• [ASSIGNMENT]:
Please give the data again exactly, with no line dropped.
————
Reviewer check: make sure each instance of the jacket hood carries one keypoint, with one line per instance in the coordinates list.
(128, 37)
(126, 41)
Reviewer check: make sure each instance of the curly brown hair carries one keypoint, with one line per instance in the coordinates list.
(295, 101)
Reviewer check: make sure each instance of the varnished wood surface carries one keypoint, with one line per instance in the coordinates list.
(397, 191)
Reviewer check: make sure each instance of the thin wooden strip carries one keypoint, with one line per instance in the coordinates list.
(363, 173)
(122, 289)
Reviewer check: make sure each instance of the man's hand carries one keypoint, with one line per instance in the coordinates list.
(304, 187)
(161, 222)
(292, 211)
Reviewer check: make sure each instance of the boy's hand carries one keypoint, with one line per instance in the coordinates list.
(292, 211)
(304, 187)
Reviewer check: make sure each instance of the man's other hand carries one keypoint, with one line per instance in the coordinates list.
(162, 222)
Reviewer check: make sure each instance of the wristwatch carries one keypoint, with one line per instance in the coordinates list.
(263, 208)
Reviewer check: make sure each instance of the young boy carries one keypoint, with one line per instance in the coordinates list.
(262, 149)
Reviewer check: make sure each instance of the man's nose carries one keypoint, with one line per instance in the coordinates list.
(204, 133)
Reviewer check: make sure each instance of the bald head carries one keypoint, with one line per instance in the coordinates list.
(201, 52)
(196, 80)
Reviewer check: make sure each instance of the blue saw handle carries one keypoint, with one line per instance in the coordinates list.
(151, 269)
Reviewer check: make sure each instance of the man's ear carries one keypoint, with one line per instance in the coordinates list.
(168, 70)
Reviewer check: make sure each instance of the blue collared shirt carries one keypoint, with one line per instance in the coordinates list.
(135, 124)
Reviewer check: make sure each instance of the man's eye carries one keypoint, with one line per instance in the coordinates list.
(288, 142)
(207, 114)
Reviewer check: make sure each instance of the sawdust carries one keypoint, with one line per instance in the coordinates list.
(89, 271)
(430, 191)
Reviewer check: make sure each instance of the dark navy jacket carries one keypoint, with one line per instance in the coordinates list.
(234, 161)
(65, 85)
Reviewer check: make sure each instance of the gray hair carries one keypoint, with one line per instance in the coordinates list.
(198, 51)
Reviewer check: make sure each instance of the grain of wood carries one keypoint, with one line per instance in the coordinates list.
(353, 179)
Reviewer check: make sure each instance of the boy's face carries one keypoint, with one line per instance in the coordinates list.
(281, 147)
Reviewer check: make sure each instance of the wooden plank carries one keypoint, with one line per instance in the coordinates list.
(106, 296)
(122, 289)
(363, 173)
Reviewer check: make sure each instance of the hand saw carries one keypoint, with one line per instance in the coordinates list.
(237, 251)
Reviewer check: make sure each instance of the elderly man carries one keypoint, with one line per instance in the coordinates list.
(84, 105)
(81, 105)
————
• [SOLUTION FOR THIS EXERCISE]:
Reviewer check: make sure each instance of the jacket hood carries one keypoint, with one line per instance in the coordinates list.
(128, 37)
(126, 41)
Reviewer check: make sure each instance of the curly brown hair carries one keypoint, with one line per instance in the coordinates list.
(295, 101)
Reviewer check: make sure each instance of the varnished wood surface carries one keypoint, with one line per instance in the coordinates list.
(397, 191)
Reviewer check: make sure each instance of the thin wooden strip carries one keypoint, with one line per instance in the coordinates list.
(363, 173)
(122, 289)
Reviewer check: make sure each instance of the man's hand carries one keypoint, with one line per instance in the coordinates list.
(304, 187)
(161, 222)
(292, 211)
Reviewer check: make sure each instance of the boy's hand carries one keypoint, with one line per instance in the coordinates list.
(292, 211)
(304, 187)
Reviewer check: make sure each instance of the man's other hand carries one keypoint, with one line per instance in the coordinates list.
(162, 222)
Reviewer check: make sure each instance of the wristwatch carries one keypoint, with one line per instance in the coordinates list.
(263, 208)
Reviewer check: make sure each instance of the young boy carries one keypoint, with one line per instance in the coordinates list.
(262, 149)
Reviewer check: make sure each instance of the man's nose carries one keypoint, with one line per instance in the coordinates list.
(204, 133)
Reviewer check: make sure each instance of the bald head carries one keypoint, with one line per instance in the coordinates list.
(201, 52)
(196, 80)
Reviewer check: make sure each instance of the blue saw handle carries one keypoint, with one line per instance in the coordinates list.
(151, 269)
Reviewer check: make sure each instance of the man's ear carries one keypoint, with one line per instance in the coordinates list.
(168, 70)
Reviewer check: make sure each instance of the blue collared shirt carries one keypoint, with one line per instance in the coordinates list.
(135, 124)
Reviewer check: make sure each instance of the man's eye carries one keypoint, with one line per instance in the coordinates list.
(288, 142)
(207, 114)
Reviewer check: make sure each instance of the sawdust carries one keypoint, with one line per instance in the coordinates list.
(89, 271)
(430, 191)
Reviewer check: make sure each instance of the dark navy jacket carries one keypoint, with one line per instance in the coordinates list.
(234, 161)
(65, 85)
Reviewer check: make sure each instance of the gray hair carries one keypoint, with one line per instance in the coordinates list.
(198, 51)
Reviewer check: make sure each instance of the grain of wood carries one keypoint, with one line per instance in the coordinates list.
(353, 179)
Reviewer check: make sure each instance of the boy's face carries one keypoint, with one line per instance in the coordinates list.
(281, 147)
Reviewer check: make sure each instance of the wooden plank carries one keypoint, with one line per instance in the coordinates list.
(106, 296)
(122, 289)
(363, 173)
Reviewer check: make sure each instance of the hand saw carries one keypoint, with one line per instance in the coordinates list.
(237, 251)
Reviewer check: make sure each instance of the elderly man carries one keypoint, with one line per instance in the coordinates list.
(84, 105)
(81, 105)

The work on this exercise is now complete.